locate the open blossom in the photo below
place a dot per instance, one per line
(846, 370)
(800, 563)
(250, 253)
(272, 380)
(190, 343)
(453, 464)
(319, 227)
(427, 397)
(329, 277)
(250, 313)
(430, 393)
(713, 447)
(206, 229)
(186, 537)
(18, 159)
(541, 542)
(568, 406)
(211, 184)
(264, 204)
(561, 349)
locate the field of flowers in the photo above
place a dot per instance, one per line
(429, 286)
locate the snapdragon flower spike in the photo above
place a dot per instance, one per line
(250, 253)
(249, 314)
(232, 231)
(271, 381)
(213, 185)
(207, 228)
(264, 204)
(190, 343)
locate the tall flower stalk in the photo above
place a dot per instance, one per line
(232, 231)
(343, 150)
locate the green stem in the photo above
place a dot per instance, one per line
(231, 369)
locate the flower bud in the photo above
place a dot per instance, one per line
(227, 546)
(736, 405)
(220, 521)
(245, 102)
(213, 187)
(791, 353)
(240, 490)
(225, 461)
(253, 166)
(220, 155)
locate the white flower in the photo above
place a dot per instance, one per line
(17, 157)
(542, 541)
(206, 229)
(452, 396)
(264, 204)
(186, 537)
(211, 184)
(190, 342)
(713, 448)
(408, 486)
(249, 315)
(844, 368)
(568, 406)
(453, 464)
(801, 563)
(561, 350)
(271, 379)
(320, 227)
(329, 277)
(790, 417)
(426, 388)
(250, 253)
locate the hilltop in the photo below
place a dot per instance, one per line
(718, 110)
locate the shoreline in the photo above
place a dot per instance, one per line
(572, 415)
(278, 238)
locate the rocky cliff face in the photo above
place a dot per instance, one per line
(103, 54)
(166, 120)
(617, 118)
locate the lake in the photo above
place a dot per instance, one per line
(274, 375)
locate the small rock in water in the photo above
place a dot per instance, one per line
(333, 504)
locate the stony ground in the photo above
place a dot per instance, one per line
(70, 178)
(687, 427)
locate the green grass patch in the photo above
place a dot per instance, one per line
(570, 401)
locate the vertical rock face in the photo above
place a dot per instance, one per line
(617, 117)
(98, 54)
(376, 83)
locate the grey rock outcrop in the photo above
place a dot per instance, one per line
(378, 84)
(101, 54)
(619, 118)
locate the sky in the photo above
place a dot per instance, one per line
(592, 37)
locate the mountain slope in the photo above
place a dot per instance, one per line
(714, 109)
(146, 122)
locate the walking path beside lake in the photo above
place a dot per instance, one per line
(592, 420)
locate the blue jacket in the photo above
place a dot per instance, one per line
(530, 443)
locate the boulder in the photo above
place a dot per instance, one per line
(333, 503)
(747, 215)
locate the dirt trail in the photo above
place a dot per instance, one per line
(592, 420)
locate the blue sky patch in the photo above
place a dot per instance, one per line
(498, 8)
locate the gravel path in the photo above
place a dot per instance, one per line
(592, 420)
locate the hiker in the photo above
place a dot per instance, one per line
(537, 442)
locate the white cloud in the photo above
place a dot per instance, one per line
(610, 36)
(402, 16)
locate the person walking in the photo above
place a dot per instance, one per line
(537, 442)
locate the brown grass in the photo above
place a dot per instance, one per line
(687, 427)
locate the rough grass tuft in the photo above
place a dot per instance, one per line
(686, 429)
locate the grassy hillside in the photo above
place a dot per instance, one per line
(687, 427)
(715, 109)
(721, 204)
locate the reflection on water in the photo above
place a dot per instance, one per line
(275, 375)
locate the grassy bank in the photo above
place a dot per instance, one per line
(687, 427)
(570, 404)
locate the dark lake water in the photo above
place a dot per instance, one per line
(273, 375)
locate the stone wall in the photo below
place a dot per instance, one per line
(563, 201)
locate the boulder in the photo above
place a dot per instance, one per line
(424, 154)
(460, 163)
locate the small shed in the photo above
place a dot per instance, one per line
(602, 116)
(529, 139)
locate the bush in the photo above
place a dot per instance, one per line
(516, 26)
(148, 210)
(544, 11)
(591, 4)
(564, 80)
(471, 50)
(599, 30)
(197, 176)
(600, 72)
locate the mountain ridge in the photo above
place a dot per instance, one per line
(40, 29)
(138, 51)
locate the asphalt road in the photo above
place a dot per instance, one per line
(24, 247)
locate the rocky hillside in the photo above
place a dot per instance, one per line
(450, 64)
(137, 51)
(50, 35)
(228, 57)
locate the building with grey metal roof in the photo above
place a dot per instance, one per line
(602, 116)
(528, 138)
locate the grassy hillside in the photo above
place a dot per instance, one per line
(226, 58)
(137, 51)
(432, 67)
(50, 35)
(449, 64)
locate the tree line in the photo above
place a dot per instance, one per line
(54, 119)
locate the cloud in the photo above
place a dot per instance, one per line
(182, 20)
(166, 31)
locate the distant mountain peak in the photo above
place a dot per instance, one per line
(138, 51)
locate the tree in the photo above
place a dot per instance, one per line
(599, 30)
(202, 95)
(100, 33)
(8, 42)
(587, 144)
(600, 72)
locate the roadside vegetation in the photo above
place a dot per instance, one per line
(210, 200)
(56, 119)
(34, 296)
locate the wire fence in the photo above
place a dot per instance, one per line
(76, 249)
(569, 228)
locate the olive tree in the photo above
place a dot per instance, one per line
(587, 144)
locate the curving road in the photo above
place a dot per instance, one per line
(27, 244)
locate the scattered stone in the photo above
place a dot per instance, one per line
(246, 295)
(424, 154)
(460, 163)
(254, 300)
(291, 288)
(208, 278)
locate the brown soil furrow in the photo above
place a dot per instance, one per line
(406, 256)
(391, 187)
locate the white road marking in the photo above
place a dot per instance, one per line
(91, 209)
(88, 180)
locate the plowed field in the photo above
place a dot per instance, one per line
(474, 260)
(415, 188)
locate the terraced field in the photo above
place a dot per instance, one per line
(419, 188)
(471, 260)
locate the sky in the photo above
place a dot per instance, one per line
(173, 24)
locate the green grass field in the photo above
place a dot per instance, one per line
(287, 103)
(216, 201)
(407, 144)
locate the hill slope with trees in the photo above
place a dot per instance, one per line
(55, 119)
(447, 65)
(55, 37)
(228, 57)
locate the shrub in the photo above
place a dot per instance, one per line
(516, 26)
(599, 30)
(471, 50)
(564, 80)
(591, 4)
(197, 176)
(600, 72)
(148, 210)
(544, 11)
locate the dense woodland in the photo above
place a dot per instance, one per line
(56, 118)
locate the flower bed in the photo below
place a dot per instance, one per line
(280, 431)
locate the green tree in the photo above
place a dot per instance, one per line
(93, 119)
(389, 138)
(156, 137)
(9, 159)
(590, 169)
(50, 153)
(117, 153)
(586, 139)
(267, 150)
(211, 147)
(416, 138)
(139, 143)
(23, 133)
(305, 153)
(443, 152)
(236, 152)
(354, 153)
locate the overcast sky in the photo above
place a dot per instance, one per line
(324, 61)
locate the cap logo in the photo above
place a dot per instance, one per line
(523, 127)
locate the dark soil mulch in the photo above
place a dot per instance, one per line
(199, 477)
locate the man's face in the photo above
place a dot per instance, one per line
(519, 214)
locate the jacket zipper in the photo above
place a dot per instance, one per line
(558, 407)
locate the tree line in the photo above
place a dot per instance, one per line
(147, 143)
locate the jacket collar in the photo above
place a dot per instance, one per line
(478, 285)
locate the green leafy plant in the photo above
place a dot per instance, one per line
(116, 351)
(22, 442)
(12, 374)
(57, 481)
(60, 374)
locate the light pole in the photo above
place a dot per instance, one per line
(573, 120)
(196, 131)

---------------

_TASK INSTRUCTIONS:_
Reproduce all of the material above word for word, line by line, with nothing changed, added, or left out.

_THE OUTPUT:_
locate the open blossom in the photo below
place a dot per instance, one per line
(846, 370)
(800, 563)
(250, 253)
(272, 380)
(190, 343)
(453, 464)
(319, 227)
(427, 397)
(329, 277)
(250, 313)
(430, 393)
(713, 447)
(206, 229)
(186, 537)
(18, 159)
(541, 542)
(568, 406)
(211, 184)
(264, 204)
(561, 349)
locate the field of flowers in the photo above
place a dot per instance, one per line
(429, 286)
locate the snapdragon flower spike in the photo above
place a dot per instance, one per line
(250, 253)
(249, 314)
(232, 231)
(271, 381)
(213, 185)
(207, 228)
(264, 204)
(190, 343)
locate the tall flower stalk in the photo above
place a dot per instance, one per line
(232, 231)
(343, 150)
locate the green stem in the photo above
place a dot per instance, one per line
(231, 369)
locate the flower bud in the photo above
place a dot per instance, one per line
(227, 546)
(736, 405)
(220, 521)
(245, 102)
(213, 187)
(791, 353)
(240, 490)
(225, 461)
(253, 166)
(220, 155)
locate the white flower in the photo above
place a dot per instance, one per line
(17, 157)
(542, 541)
(206, 229)
(452, 396)
(264, 204)
(186, 537)
(211, 184)
(190, 342)
(713, 448)
(408, 486)
(249, 315)
(844, 368)
(568, 406)
(453, 464)
(801, 563)
(561, 350)
(271, 379)
(320, 227)
(329, 277)
(790, 417)
(426, 388)
(250, 253)
locate the hilltop in the photo below
place a dot per instance, one per line
(718, 110)
locate the shoreline in the photo above
place a dot per instance, one per line
(572, 415)
(278, 238)
locate the rocky cliff face in the photo above
place a dot per instance, one per line
(103, 54)
(166, 120)
(617, 118)
locate the lake in the photo above
place a dot per instance, one per line
(274, 375)
locate the small rock in water in the photo above
place a dot per instance, one per line
(333, 504)
locate the stony ground in the photo above
place a dot per instance, one per line
(70, 178)
(687, 427)
locate the green grass patch in the photo above
place a dot per instance, one per line
(570, 401)
locate the vertical rock face in the photo above
place a dot per instance, one per line
(617, 117)
(98, 54)
(376, 83)
locate the grey rock outcrop in the photo above
place a dot per instance, one per line
(378, 84)
(101, 54)
(619, 118)
locate the sky in the photo above
place a dot per instance, one per line
(592, 37)
locate the mountain slope in the photo above
place a dot per instance, one per line
(714, 109)
(146, 122)
locate the walking path beside lake in the photo above
place a dot per instance, one per line
(592, 420)
locate the blue jacket in the photo above
place a dot per instance, one per line
(530, 443)
locate the boulder in the photo above
place a dot per instance, one per line
(333, 503)
(747, 215)
locate the dirt trail in the photo above
place a dot per instance, one per line
(592, 420)
locate the blue sky patch in the photo above
place a dot per instance, one per line
(498, 8)
locate the gravel path in the photo above
place a dot per instance, one per line
(592, 420)
locate the hiker in the photo above
place a dot per instance, one per line
(537, 442)
locate the white cloud in the photo above
place a dot per instance, one per line
(610, 36)
(402, 16)
locate the person walking in the photo above
place a dot per instance, one per line
(537, 442)
locate the brown grass in the photo above
place a dot per instance, one per line
(687, 427)
locate the rough grass tuft in the photo above
place a dot per instance, one per line
(686, 429)
locate the grassy hillside in the photo above
place a dot per instance, one per line
(687, 427)
(715, 109)
(721, 204)
locate the reflection on water in the photo above
place a dot per instance, one per line
(275, 375)
locate the grassy bank in the photo above
place a dot per instance, one per line
(687, 427)
(570, 404)
locate the dark lake water in the photo above
place a dot per instance, one per line
(273, 375)
locate the stone wall in the photo below
place a dot per instance, one per line
(563, 201)
locate the boulder in the photo above
place a dot per instance, one per line
(424, 154)
(460, 163)
locate the small shed in the photo above
place a dot per instance, one per line
(602, 116)
(529, 139)
locate the bush in the photo above
place a dot per instance, one per line
(516, 26)
(148, 210)
(544, 11)
(591, 4)
(564, 80)
(471, 50)
(599, 30)
(197, 176)
(600, 72)
locate the mountain ridge in the photo above
place a dot per instance, one per line
(40, 29)
(138, 51)
locate the asphalt road in the photo above
place a dot per instance, one per line
(24, 247)
locate the rocky hillside in the photo above
place a dot per instance, one per line
(450, 64)
(137, 51)
(50, 35)
(228, 57)
locate the building with grey metal roof in the photo above
place a dot per instance, one per line
(602, 116)
(528, 138)
locate the grassy hillside in the photo above
place a dot per instance, one per line
(226, 58)
(137, 51)
(432, 67)
(50, 35)
(449, 64)
locate the tree line in the photo above
place a dot per instance, one per line
(54, 119)
locate the cloud in the photo above
place a dot per instance, one per line
(182, 20)
(166, 31)
locate the distant mountain peak in the photo above
place a dot per instance, one per line
(138, 51)
locate the tree in the photo above
place a dot per instance, one per line
(599, 30)
(202, 95)
(100, 33)
(8, 42)
(587, 144)
(600, 72)
locate the roadside vegetation in the photo above
place a dot per instance, one per line
(210, 200)
(56, 119)
(34, 296)
locate the wire fence in the photo above
place a dot per instance, one per line
(76, 249)
(569, 228)
locate the olive tree in the photo above
place a dot per instance, one per line
(587, 144)
locate the curving road in the photo above
place a dot per instance, one per line
(27, 244)
locate the scattered stone in the photo above
place a dot per instance, one per line
(246, 295)
(424, 154)
(460, 163)
(254, 300)
(291, 288)
(208, 278)
locate the brown soil furrow in the photo above
place a dot per instance, one per line
(406, 256)
(391, 187)
locate the white road marking in the photo above
place a dot per instance, one per line
(91, 209)
(88, 180)
locate the plowed field in the photo above
place a dot per instance, one per line
(474, 260)
(415, 188)
locate the terraced field in the photo above
place a dot per instance, one per line
(419, 188)
(471, 260)
locate the sky in the photo above
place a dot per instance, one per line
(173, 24)
locate the green grass field in the photo above
place a dot per instance, one per line
(287, 103)
(216, 201)
(407, 144)
locate the hill slope with trees in the photo above
place a dot per instance, one per line
(55, 119)
(447, 65)
(55, 37)
(228, 57)
locate the shrub in the photo above
place a dot per instance, one per line
(516, 26)
(599, 30)
(471, 50)
(564, 80)
(591, 4)
(197, 176)
(600, 72)
(148, 210)
(544, 11)
locate the dense woodland in the photo above
place a dot per instance, one per line
(56, 118)
locate the flower bed in the photo below
place a dot per instance, one per line
(280, 431)
locate the green tree in the photo above
place a dot per instance, one per line
(93, 119)
(389, 138)
(156, 137)
(9, 159)
(590, 169)
(50, 153)
(117, 153)
(586, 139)
(267, 150)
(211, 147)
(416, 138)
(139, 143)
(23, 133)
(305, 153)
(443, 152)
(236, 152)
(354, 153)
locate the overcast sky in the photo above
place a dot per instance, one per line
(324, 61)
locate the cap logo in the photo above
place a dot per instance, one per line
(523, 127)
locate the dark soil mulch in the photo above
place a dot per instance, one per line
(199, 477)
locate the man's face in the photo above
place a dot per instance, one per line
(519, 214)
locate the jacket zipper in the photo above
place a dot per instance, one per line
(558, 407)
locate the tree line in the photo above
place a dot per instance, one per line
(147, 143)
locate the jacket collar in the photo above
place a dot per instance, one per line
(478, 285)
locate the green leafy plant in the photo above
place a dot per instance, one per line
(116, 351)
(22, 442)
(12, 374)
(57, 481)
(60, 374)
locate the light pole in the photo above
place a dot per instance, one per line
(573, 120)
(196, 131)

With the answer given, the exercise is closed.